§ **Given request**
Everything from the line containing "Tag each instance of the upright" to the last line of the records must be returned verbatim; nothing else belongs in the output.

··· Records supplied ···

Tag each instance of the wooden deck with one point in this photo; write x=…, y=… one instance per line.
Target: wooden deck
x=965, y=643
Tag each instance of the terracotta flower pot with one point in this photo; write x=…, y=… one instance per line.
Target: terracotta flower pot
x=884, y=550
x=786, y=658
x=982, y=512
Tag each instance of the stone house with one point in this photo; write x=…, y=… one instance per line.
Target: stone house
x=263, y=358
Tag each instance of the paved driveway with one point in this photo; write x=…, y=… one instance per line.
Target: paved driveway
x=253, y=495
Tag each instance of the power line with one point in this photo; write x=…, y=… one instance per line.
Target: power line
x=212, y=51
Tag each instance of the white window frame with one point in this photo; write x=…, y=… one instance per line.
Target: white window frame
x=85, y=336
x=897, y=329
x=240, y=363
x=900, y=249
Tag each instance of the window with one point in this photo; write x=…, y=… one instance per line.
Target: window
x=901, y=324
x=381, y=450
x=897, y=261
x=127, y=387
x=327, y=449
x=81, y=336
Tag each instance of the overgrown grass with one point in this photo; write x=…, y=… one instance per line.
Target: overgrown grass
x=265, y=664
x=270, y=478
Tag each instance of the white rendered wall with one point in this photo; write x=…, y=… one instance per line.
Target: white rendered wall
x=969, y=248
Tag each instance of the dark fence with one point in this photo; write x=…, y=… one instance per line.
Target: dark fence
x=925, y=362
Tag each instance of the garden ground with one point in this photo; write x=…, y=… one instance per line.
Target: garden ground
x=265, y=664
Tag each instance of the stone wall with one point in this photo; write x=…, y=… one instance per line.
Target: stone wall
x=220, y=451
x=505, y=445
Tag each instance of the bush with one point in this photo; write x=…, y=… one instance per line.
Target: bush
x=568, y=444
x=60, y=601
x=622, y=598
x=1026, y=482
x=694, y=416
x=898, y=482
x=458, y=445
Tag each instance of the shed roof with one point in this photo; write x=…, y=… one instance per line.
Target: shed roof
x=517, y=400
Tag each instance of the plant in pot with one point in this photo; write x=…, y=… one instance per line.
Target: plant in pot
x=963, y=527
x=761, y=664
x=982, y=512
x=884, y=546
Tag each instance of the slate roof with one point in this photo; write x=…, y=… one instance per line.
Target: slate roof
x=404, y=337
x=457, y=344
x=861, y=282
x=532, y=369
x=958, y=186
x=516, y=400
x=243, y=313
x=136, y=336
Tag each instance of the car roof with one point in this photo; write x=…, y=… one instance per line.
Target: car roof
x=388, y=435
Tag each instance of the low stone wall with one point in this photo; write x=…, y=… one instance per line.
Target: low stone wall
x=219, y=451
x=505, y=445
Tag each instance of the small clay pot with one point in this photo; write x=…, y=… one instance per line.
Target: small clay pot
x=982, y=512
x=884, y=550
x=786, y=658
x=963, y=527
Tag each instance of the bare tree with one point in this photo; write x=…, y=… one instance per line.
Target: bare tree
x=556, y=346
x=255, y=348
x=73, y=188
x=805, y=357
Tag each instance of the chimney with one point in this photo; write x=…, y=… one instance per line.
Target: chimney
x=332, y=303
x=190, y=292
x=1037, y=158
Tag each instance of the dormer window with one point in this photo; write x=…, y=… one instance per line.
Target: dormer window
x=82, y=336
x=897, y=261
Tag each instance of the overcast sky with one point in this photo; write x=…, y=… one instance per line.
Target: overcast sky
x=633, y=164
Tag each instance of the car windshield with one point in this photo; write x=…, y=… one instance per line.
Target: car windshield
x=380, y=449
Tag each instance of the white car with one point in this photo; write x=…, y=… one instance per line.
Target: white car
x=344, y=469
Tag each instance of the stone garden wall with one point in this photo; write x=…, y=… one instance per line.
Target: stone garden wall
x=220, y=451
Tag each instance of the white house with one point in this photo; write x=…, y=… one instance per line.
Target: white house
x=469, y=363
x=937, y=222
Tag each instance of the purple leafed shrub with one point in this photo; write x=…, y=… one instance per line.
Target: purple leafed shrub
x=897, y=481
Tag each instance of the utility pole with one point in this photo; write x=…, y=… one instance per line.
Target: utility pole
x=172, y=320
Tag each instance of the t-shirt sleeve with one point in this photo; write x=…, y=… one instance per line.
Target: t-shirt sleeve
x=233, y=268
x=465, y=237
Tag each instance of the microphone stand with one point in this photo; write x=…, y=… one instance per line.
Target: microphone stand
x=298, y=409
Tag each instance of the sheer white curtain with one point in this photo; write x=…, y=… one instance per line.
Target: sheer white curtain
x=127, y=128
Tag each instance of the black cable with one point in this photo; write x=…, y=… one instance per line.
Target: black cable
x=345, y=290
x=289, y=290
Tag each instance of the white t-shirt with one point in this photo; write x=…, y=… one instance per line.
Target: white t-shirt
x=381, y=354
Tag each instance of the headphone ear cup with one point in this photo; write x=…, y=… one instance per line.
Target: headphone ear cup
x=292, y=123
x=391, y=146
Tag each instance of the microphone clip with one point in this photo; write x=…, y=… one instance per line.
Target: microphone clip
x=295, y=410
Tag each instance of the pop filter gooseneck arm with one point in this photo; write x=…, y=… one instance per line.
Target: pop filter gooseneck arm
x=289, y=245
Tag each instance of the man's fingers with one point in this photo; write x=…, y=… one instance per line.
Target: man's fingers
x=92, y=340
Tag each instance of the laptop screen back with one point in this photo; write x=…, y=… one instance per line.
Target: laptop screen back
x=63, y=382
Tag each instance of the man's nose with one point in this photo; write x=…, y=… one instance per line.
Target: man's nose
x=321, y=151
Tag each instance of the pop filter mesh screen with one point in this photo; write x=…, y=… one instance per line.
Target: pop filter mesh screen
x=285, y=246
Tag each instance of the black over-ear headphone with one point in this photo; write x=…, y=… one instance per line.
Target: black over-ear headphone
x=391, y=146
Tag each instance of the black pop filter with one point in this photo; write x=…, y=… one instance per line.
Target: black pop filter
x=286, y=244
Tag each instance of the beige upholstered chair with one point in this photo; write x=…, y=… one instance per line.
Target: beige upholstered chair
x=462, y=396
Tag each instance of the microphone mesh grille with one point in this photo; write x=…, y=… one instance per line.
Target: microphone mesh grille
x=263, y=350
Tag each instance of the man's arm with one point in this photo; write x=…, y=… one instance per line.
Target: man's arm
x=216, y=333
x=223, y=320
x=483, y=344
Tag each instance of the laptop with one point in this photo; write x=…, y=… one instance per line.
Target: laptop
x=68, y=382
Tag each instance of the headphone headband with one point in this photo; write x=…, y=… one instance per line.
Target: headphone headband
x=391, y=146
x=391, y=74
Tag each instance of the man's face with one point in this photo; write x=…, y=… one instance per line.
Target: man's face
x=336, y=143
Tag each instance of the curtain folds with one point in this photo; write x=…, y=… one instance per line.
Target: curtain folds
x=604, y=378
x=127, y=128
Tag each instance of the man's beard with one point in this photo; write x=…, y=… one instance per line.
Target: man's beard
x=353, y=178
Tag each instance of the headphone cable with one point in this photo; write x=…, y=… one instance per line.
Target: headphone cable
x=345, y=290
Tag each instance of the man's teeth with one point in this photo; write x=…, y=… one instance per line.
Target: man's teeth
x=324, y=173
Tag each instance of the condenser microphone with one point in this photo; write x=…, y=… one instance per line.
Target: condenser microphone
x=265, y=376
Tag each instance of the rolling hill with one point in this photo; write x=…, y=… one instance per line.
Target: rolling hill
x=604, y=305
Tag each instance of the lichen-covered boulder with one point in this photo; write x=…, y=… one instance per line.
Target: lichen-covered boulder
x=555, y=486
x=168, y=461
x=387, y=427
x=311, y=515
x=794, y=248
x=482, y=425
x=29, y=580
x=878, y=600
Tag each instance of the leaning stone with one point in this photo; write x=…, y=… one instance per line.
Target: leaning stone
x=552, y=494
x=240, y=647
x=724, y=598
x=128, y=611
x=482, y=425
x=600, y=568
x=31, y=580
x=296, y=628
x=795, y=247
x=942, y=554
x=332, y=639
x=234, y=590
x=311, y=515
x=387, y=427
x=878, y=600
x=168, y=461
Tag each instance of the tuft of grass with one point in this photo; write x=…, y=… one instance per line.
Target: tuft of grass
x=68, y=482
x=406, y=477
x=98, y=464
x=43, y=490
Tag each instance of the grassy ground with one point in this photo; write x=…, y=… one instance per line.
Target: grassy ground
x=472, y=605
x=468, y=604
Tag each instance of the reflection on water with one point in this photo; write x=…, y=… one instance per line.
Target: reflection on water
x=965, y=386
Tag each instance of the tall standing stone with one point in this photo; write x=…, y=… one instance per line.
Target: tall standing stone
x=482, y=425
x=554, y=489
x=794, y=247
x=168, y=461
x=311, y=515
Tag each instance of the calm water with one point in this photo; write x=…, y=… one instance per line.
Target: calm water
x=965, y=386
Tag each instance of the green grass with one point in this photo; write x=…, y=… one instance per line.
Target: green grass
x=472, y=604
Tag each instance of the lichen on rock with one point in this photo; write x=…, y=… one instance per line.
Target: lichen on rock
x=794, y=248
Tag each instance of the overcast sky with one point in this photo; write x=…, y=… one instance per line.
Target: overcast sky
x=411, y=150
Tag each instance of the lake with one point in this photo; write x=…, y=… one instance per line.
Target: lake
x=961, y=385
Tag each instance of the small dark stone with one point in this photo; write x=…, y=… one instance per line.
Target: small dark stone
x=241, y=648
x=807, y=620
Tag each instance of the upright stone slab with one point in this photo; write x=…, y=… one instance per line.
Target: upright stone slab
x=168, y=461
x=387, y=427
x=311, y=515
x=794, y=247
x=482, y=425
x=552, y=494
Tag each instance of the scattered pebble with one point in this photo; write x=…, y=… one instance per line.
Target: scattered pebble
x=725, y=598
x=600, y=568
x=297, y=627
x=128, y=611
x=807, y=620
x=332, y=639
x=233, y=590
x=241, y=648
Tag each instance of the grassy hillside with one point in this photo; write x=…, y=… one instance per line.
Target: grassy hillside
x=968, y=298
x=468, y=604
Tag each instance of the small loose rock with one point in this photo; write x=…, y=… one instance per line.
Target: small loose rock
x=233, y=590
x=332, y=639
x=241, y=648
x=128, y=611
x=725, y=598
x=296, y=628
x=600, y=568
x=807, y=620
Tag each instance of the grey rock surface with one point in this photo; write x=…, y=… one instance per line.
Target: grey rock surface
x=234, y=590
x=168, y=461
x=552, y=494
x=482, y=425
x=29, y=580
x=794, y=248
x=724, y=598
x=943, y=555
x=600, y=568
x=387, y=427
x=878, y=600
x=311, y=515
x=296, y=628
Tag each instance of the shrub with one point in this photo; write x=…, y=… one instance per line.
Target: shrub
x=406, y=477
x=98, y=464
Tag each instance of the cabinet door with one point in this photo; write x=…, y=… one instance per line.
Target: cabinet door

···

§ **Solution to the problem**
Tag each instance of the upright stone slab with one point in this photo; write x=…, y=… one instance per line.
Target: upright stone slab
x=168, y=461
x=387, y=427
x=311, y=515
x=794, y=247
x=482, y=425
x=552, y=494
Tag each instance of the scattered pebble with one point in this photo; write x=…, y=… one instance per line.
Target: scattered pebble
x=725, y=598
x=600, y=568
x=297, y=627
x=128, y=611
x=807, y=620
x=332, y=639
x=233, y=590
x=241, y=648
Tag each instance of the grassy hillside with one point in this photo; write x=…, y=… one instance per line.
Target: grassy hillside
x=968, y=298
x=468, y=604
Tag each instance of the small loose rock with one point in this photo; write x=…, y=… one instance per line.
Target: small loose rock
x=233, y=590
x=332, y=639
x=241, y=648
x=128, y=611
x=725, y=598
x=296, y=628
x=600, y=568
x=807, y=620
Tag each instance of the grey rock surface with one point in this photo; write x=…, y=… one instance per line.
Target: grey rock surface
x=234, y=590
x=168, y=461
x=552, y=494
x=482, y=425
x=29, y=580
x=794, y=248
x=724, y=598
x=943, y=555
x=600, y=568
x=387, y=427
x=878, y=600
x=311, y=515
x=296, y=628
Tag each instance of the shrub with one point in this photo; write x=…, y=… one instance per line.
Target: shrub
x=406, y=477
x=98, y=464
Tag each instance of the cabinet door with one point in this photo; write x=…, y=… one instance per line.
Target: cabinet door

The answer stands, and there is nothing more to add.